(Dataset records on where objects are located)
* start *

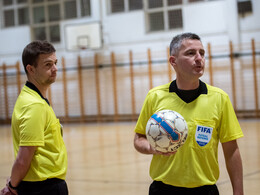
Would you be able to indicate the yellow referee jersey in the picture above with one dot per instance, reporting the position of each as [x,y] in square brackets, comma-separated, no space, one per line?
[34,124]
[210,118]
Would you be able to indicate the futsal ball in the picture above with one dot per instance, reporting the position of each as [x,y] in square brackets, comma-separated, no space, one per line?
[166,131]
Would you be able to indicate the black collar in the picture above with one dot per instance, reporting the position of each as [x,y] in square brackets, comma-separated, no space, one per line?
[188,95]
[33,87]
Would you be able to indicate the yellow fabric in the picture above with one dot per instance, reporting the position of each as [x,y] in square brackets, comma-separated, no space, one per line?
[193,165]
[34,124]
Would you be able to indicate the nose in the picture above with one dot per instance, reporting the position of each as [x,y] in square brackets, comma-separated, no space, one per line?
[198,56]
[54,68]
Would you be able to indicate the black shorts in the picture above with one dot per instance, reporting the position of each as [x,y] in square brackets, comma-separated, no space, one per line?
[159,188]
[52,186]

* end *

EXERCISE DESCRIPTION :: Rewrite all of the records above with "a single point for each instance" swapped in for every "one dot per instance", keeping everything else the same. Leave the pictures out of your answer.

THE SOLUTION ::
Would you be able to indicate the yellow referee jersey in the picture above with a single point for each instance, reporting the position of each as [x,y] in square brackets, comma-separated, no space, one per line?
[34,124]
[210,118]
Would you be able to indicate the futsal ball in the picture above with a single point for each instance, reporting the position of each as [x,y] in square brackets, comma-separated, no space, one per line?
[166,131]
Would you be able to indicate the black collar in the picture above with a single point for each instance, reporting the position of each as [x,y] in square brackets, comma-separated, no space, one per line?
[188,95]
[33,87]
Would you be able to indicate the yellow fabric in the picture above with a single point for each instance, reporting the position of each as [x,y] in square brackets, comma-separated, no space, one per line?
[193,165]
[34,124]
Would you be able to indicate the nose in the picture above with a single point for each instance, reporting the position of each as [x,y] in square brackets, comma-separated, no space, one per line?
[198,56]
[54,68]
Would you be able to indicate the black shorts in the picture above with a single point for each instance, reporting the position of each as [x,y] in square brackets, comma-separated, no space, one per line?
[159,188]
[52,186]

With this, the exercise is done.